→ **TRY IT**: Character for character, write out the data below.
━━━━
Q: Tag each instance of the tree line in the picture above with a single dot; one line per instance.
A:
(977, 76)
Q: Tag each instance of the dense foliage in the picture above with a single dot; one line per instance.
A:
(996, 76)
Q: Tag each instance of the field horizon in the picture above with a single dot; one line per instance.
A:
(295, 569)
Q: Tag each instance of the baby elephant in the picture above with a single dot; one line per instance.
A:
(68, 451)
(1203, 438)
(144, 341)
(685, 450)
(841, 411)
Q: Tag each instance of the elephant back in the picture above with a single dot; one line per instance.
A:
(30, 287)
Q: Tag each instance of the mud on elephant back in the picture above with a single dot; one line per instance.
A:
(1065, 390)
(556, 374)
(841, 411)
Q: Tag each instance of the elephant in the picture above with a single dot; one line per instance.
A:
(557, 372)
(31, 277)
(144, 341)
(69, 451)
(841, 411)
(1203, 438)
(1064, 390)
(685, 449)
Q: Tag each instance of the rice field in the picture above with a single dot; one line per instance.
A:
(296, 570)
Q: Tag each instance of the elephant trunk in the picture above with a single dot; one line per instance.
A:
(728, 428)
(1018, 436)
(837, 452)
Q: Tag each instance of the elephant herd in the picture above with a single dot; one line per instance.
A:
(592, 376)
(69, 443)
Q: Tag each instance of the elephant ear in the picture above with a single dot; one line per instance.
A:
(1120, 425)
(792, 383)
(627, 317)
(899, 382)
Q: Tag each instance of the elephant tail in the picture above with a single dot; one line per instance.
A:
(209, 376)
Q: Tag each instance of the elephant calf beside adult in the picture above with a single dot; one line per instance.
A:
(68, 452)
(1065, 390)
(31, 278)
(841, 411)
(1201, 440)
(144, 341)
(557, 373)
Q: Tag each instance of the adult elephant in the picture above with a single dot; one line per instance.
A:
━━━━
→ **EXERCISE SOLUTION**:
Q: Tag each instance of the tree line in the picture above with a single dot; one line per instance.
A:
(977, 76)
Q: Tag each instance of the dense foliage in the picture above with a single dot; one line per instance.
A:
(996, 76)
Q: Tag each instance of the field horizon in the picture above with a single dot; one line per instance.
A:
(295, 569)
Q: Tag each instance of the baby elephant in the picture above with a single dot; one line per instance.
A:
(68, 451)
(1203, 438)
(144, 341)
(685, 450)
(841, 411)
Q: Tag each instance of the elephant back in the picture above with a single dot; one line per instance.
A:
(30, 287)
Q: Tag each instance of the mud on elephant back in the picture above with a single dot; one line per instance.
A:
(1065, 390)
(556, 374)
(841, 411)
Q: Tag each instance of the elephant in the picture above with a single dot; one line per instance.
A:
(557, 372)
(31, 277)
(144, 341)
(69, 451)
(841, 411)
(1203, 438)
(1064, 390)
(685, 449)
Q: Tag each instance of the rice field in the picture above with a single dot; one line per instance.
A:
(296, 570)
Q: Tag each instance of the elephant trunk in the picture above with a single dot; one line per instance.
A:
(728, 428)
(1018, 436)
(837, 452)
Q: Tag each instance of the elephant herd in the picture above with a single dot; one line per instance.
A:
(592, 376)
(69, 443)
Q: Tag each instance of the elephant ear in the picture above with a single dot; one line per instance.
A:
(1120, 425)
(792, 383)
(627, 317)
(899, 382)
Q: Tag each instance of the elephant tail in the picture above with a single dot; one line per instance.
A:
(209, 376)
Q: Tag each instance of the elephant calf beside adult in the picture above with a single dot; one line per instance.
A:
(68, 452)
(1065, 390)
(31, 278)
(841, 411)
(1201, 440)
(144, 341)
(557, 373)
Q: Tag each instance of the adult elephant in the picture above with a single dot; one line per instance.
A:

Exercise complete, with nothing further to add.